• [WHAT TO DO]: Rewrite the passage on types of duties starting at "Where there is an" and ending at "not performing them.", substituting "legal penalty" for "legal sanction".

• [TEXT BLOCK]:
____

Wednesday, July 18, 2012

Types of Duties

Duties come in a wide variety of types. Everyone is pretty familiar with the distinction between legal and moral duties, and between negative duties that constrain our actions, and positive duties that require us to act in a certain way. But these are very broad-brush distinctions. As always, the real world of everyday morality and law is more complex. In fact, differences between duties can be drawn on a host of distinct dimensions. Sometimes it is appropriate to skate over these subtleties in making an argument or propounding a position. Sometimes it is appropriate to conflate the categories, and presume that all imperfect duties are not stringent, say, or that they can’t be made legal. For the other cases, though, taking some time to make the appropriate distinctions can be fruitful. With this in mind, here is an attempt at a comprehensive taxonomy of duties, distinguished over seven dimensions (meaning that an exhaustive description of a duty would require plotting its location in seven-dimensional space!).

Where there is an orthodox term for the type of duty I have used it; where there is not, I have selected one, or coined one. For the most part orthodoxy does not prevail in this arena, so be aware that many of the terms below (especially ‘imperfect duty’) are regularly invoked in opposition to the meanings I stipulate below.

One. The Legality-Morality Dimension: Some duties are legal – to fail to perform the duty is held to be a breach of law, and to make one the object of legal sanction or punishment. Other duties are only moral; one should definitely do them, as a matter of proper moral conduct. However, one is not subject to legal sanction if one fails to comply with them. One further and special form of moral duties is supererogatory duties. These duties are not required – they are moral ideals to aim for, but one does not fail morally by not performing them.

As always, the situation is a little more complicated; for instance there are quasi-legal duties: duties where the legal status is not entirely clear. These commonly arise in the context of international law under the rubric ‘soft law’. In that context it is, for example, quite possible to have a duty that is accepted as legally required, but for there to be no court that can or must adjudicate on it, and no legal mechanism for sanctioning states or individuals that fail such duties.

____

• [Location annotation dataset excerpts]:
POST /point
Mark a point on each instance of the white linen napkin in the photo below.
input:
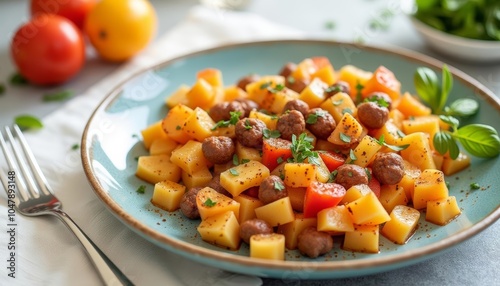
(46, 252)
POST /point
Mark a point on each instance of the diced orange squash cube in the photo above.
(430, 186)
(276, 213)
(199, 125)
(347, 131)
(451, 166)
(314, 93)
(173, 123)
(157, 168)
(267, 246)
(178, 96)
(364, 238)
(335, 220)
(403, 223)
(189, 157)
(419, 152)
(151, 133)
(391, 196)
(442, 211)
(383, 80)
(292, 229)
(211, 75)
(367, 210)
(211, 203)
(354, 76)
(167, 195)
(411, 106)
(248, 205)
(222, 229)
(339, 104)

____

• [EXERCISE RESULT]:
Where there is an orthodox term for the type of duty I have used it; where there is not, I have selected one, or coined one. For the most part orthodoxy does not prevail in this arena, so be aware that many of the terms below (especially ‘imperfect duty’) are regularly invoked in opposition to the meanings I stipulate below.

One. The Legality-Morality Dimension: Some duties are legal – to fail to perform the duty is held to be a breach of law, and to make one the object of legal penalty or punishment. Other duties are only moral; one should definitely do them, as a matter of proper moral conduct. However, one is not subject to legal penalty if one fails to comply with them. One further and special form of moral duties is supererogatory duties. These duties are not required – they are moral ideals to aim for, but one does not fail morally by not performing them.